**Task goal**
Duplicate the lines below exactly, from the first line through the line that contains "x=337, y=106", including both. Leave the pictures out of your copy.

## start Data provided

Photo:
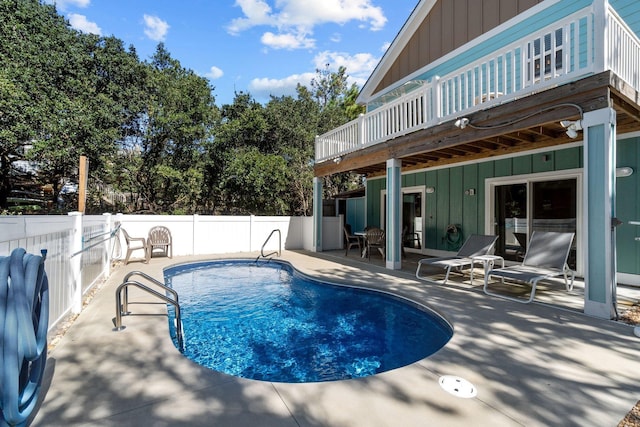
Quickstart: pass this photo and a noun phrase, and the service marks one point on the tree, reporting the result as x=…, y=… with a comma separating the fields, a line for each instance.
x=179, y=115
x=76, y=94
x=337, y=106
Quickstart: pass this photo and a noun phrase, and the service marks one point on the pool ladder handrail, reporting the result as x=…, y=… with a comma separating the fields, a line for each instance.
x=122, y=301
x=279, y=251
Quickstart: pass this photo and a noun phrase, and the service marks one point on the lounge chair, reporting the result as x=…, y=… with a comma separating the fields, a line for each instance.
x=134, y=244
x=376, y=239
x=351, y=240
x=475, y=245
x=160, y=238
x=546, y=257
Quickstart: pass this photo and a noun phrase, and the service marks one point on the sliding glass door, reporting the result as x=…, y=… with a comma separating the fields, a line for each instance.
x=534, y=204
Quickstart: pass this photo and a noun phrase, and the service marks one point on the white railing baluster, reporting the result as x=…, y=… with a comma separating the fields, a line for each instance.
x=499, y=77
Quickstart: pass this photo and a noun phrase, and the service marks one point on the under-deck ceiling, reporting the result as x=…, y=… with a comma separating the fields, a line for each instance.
x=525, y=124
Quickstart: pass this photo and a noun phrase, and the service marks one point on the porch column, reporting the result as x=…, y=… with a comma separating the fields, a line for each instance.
x=317, y=214
x=394, y=221
x=599, y=210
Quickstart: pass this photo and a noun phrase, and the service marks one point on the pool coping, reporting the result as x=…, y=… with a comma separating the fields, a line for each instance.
x=531, y=365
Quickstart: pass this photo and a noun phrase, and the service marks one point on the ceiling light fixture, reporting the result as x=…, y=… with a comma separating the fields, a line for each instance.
x=462, y=123
x=572, y=127
x=624, y=171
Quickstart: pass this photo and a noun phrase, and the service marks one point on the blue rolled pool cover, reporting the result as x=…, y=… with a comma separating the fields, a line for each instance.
x=24, y=320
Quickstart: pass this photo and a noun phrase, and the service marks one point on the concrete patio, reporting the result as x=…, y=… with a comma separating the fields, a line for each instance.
x=541, y=364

## end Data provided

**Correct response**
Photo:
Quickstart: pass this photo and a noun phrase, and the service marks one point on the tree, reporting the result as x=…, y=… with a comma separating the fields, a line for each instance.
x=179, y=115
x=76, y=94
x=337, y=106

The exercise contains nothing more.